● EXCERPT:
4: 1 nucleotide insertion - "frameshift +1" (TBO notation "/")

                        OOF alignment with DNAP:

                              DTRGGDTPQKSVFSRAQNTLWGERGDTQKRGGAQRGDIFSLWGGVEKRGV
                              |  |  |  |  |  |  |  |  |  |  |  |  |  |  |   \
                              D  G  T  K  F  A  T  G  G  Q  G  Q  D  S  G   K  V

                        TBO:

                              DGTKFATGGQGQDSG/KV
                              DGTKFATGGQGQDSG KV
                              DGTKFATGGQGQDSG KV
                        

5: 2 nucleotides insertion - "frameshift +2" (TBP notation "//")

                        OOF alignment with DNAP:

                              DTRGGDTPQKSVFSRAQNTLWGERGDTQKRGGAQRGDIFSLFLWGGEKRGV
                              |  |  |  |  |  |  |  |  |  |  |  |  |  |    \  |  |
                              D  G  T  K  F  A  T  G  G  Q  G  Q  D  S    G  K  V

                        TBO:

                              DGTKFATGGQGQDS//GKV
                              DGTKFATGGQGQDS  GKV
                              DGTKFATGGQGQDS  GKV
                        

4 BLAST Search main parameters

DESCRIPTIONS:

Restricts the number of short descriptions of matching sequences reported to the number specified; default limit is 100 descriptions. See also EXPECT.

ALIGNMENTS:

Restricts database sequences to the number specified for which high-scoring segment pairs (HSPs) are reported; the default limit is 100. If more database sequences than this happen to satisfy the statistical significance threshold for reporting (see EXPECT below), only the matches ascribed the greatest statistical significance are reported.

EXPECT:

The statistical significance threshold for reporting matches against database sequences; the default value is 10, such that 10 matches are expected to be found merely by chance, according to the stochastic model of Karlin and Altschul (1990). If the statistical significance ascribed to a match is greater than the EXPECT threshold, the match will not be reported. Lower EXPECT thresholds are more stringent, leading to fewer chance matches being reported. Fractional values are acceptable.

INCLUSION THRESHOLD:

The statistical significance threshold for including a sequence in the model used by PSI-BLAST on the next iteration.

ORGANISM NAME:

Enter the organism name in the form "Genus species" (e.g., "Homo sapiens"). A number of popular organism names are listed on a pull-down menu.

TAXONOMIC CLASSIFICATION:

Enter any taxonomic group from the NCBI taxonomy (e.g. "Mammalia").

                                Some popular groups are:

                                Archaea
                                Bacteria
                                Eukaryota
                                Embryophyta (higher plants)
                                Fungi
                                Metazoa (multicellular animals)
                                Vertebrata
                                Mammalia
                                Rodentia
                                Primates
                        

Explore the taxonomy database at NCBI

FILTER:
FILTER (Low-complexity)

Mask off segments of the query sequence that have low compositional complexity, as determined by the SEG program of Wootton & Federhen (Computers and Chemistry, 1993) or, for BLASTN, by the DUST program of Tatusov and Lipman (in preparation). Filtering can eliminate statistically significant but biologically uninteresting reports from the blast output (e.g., hits against common acidic-, basic- or proline-rich regions), leaving the more biologically interesting regions of the query sequence available for specific matching against database sequences.

● TASK A:
List every parameter that has its own heading under "BLAST Search main parameters" in the BLAST excerpt.
● TASK B:
Write out the part of the BLAST excerpt starting at "Enter the organism" and ending at "Embryophyta (higher plants)".

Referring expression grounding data
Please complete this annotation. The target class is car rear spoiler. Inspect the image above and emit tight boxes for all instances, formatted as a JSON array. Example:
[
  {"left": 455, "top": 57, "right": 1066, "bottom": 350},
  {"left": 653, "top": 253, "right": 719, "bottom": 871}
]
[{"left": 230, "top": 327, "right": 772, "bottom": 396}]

● EXERCISE RESPONSE A:
DESCRIPTIONS, ALIGNMENTS, EXPECT, INCLUSION THRESHOLD, ORGANISM NAME, TAXONOMIC CLASSIFICATION, FILTER

● EXERCISE RESPONSE B:
Enter the organism name in the form "Genus species" (e.g., "Homo sapiens"). A number of popular organism names are listed on a pull-down menu.

TAXONOMIC CLASSIFICATION:

Enter any taxonomic group from the NCBI taxonomy (e.g. "Mammalia").

                                Some popular groups are:

                                Archaea
                                Bacteria
                                Eukaryota
                                Embryophyta (higher plants)